§ Exercise goal
Output all lines exactly.

----

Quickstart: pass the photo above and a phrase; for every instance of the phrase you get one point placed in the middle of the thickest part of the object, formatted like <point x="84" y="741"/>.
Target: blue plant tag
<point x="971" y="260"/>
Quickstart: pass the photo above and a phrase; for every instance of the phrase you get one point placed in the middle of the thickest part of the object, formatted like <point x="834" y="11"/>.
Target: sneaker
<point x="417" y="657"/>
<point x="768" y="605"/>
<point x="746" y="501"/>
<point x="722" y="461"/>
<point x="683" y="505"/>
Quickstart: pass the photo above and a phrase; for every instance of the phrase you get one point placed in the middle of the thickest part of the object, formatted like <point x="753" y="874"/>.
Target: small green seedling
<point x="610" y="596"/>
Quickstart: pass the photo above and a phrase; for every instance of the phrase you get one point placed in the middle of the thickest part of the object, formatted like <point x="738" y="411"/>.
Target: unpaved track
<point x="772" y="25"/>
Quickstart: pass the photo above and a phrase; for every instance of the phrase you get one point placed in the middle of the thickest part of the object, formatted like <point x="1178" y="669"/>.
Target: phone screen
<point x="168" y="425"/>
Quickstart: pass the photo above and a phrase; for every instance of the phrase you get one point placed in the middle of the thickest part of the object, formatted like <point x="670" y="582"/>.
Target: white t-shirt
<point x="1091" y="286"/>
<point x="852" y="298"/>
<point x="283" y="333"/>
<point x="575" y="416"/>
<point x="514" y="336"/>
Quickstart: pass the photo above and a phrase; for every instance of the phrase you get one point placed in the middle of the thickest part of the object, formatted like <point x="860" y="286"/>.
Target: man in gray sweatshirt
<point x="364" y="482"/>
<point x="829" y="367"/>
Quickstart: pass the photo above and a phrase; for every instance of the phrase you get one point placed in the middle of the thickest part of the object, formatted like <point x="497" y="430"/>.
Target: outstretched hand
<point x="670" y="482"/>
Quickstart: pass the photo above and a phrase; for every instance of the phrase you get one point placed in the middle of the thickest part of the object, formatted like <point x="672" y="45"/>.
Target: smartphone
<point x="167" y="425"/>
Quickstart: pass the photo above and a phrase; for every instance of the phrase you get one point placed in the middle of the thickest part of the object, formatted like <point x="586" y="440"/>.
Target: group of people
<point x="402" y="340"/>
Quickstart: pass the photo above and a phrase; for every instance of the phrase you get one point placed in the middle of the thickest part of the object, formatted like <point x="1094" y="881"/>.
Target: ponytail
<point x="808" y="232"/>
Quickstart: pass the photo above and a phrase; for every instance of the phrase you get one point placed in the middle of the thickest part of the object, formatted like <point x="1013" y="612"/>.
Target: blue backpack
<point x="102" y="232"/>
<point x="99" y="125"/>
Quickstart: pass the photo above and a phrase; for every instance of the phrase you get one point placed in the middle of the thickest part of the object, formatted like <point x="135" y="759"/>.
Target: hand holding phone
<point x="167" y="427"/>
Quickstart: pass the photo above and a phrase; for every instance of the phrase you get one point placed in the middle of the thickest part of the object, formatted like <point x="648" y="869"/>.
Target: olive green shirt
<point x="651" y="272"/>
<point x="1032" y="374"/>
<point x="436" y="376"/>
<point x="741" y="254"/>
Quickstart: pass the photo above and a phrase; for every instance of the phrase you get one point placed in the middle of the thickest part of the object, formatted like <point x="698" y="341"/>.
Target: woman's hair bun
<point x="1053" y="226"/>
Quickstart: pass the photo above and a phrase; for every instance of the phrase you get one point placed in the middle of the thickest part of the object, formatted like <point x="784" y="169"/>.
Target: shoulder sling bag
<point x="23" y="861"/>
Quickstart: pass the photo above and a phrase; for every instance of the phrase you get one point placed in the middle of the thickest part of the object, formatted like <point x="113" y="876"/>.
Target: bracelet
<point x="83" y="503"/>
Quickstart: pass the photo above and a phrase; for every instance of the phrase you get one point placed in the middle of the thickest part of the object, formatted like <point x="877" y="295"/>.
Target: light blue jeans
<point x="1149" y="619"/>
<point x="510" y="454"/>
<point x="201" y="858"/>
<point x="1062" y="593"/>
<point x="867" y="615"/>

----

§ Result of the task
Quickstart: pass the photo above and a phrase; for every instance of the phrase you get one point placed in the middle of the thickest part of the object, formatted like <point x="84" y="741"/>.
Target: blue plant tag
<point x="971" y="260"/>
Quickstart: pass the photo above and a phrase; for every instance of the phrase you get one point placed in the middle of the thickest part of the object, formatted like <point x="834" y="11"/>.
Target: sneaker
<point x="417" y="657"/>
<point x="768" y="605"/>
<point x="746" y="501"/>
<point x="722" y="461"/>
<point x="683" y="505"/>
Quickstart: pass the photo above and a phrase; for every instance of the phrase you get one point placed in the middle of the thickest part of the object, formatted like <point x="753" y="874"/>.
Target: small green seedling
<point x="610" y="596"/>
Quickstart: pass the photo above and a phrase; for every instance of the phrase you get one point placed in the middle of the thickest part of the object, formatted like <point x="738" y="411"/>.
Target: unpaved track
<point x="772" y="25"/>
Quickstart: pass the photo above and a phrase; for every instance of the phrase you get one point placed in the middle of the thickest part of the object, formatted like <point x="1178" y="669"/>.
Target: phone screen
<point x="168" y="425"/>
Quickstart: pass the photo above and a phrase; for every instance of the phrase you get one point placed in the middle of the thickest part of the object, formatted like <point x="670" y="582"/>.
Target: white t-shirt
<point x="1091" y="286"/>
<point x="852" y="298"/>
<point x="283" y="333"/>
<point x="575" y="416"/>
<point x="514" y="336"/>
Quickstart: pass the photo above and a phrase; for every instance of the phrase you get one point placed in the middle of the thickest part of the object, formatted like <point x="860" y="286"/>.
Target: man in gray sweatshirt
<point x="364" y="482"/>
<point x="829" y="367"/>
Quickstart: pass the photo above and a phrase; for every instance of the phrase you get one point placed in the middle of the thickest part of the object, formatted like <point x="497" y="430"/>.
Target: outstretched hand
<point x="670" y="482"/>
Quickstart: pass the photo above and a phrase; for every instance of the phrase you get one point placed in the middle of the thickest part of the object, formatted like <point x="672" y="45"/>.
Target: smartphone
<point x="167" y="425"/>
Quickstart: pass the photo above and a phrase; for every instance of the phrase you get one point placed in the middle of the thickest part of the object, formatted like <point x="586" y="440"/>.
Target: group of people
<point x="402" y="340"/>
Quickstart: pass the photo above and a phrase; for every instance of the phrase you get one point placed in the middle of the thickest part of the object, formatted like <point x="1094" y="881"/>.
Target: ponytail
<point x="808" y="232"/>
Quickstart: pass the photo above and a phrase; for every instance of the phrase you get one point placed in the middle of the thickest part of the object, formatted like <point x="1013" y="612"/>.
Target: blue backpack
<point x="102" y="232"/>
<point x="99" y="125"/>
Quickstart: pass the photo above and a phrase; for every instance of the phrase you get one point placed in the middle of the thickest part of the object, formatted like <point x="135" y="759"/>.
Target: hand holding phone
<point x="167" y="427"/>
Quickstart: pass the photo above and a phrase; for every instance of the phrase you get one point placed in the middle of the thickest part of the object, formatted like <point x="648" y="869"/>.
Target: olive green shirt
<point x="651" y="272"/>
<point x="1032" y="374"/>
<point x="436" y="376"/>
<point x="741" y="254"/>
Quickstart: pass the photo above and a phrase; for every instance of the phrase you get one point placed in the middle of the thickest part of the object, formatted like <point x="698" y="341"/>.
Target: woman's hair bun
<point x="1053" y="226"/>
Quickstart: pass the photo above and a phrase; for every instance of the phrase you get one point placed in the middle of the thickest part of the object, formatted like <point x="784" y="169"/>.
Target: shoulder sling bag
<point x="23" y="861"/>
Quickstart: pass the photo above and a phrase; for every instance of the phrase you get one point placed in the middle of the thickest part of the object, formatted like <point x="113" y="876"/>.
Target: bracelet
<point x="83" y="503"/>
Quickstart: pass the photo above and a phrase; for every instance of the phrase you get one point placed in the middle of the thickest part of the object, formatted like <point x="877" y="295"/>.
Target: light blue jeans
<point x="1149" y="619"/>
<point x="510" y="454"/>
<point x="201" y="858"/>
<point x="1062" y="593"/>
<point x="867" y="615"/>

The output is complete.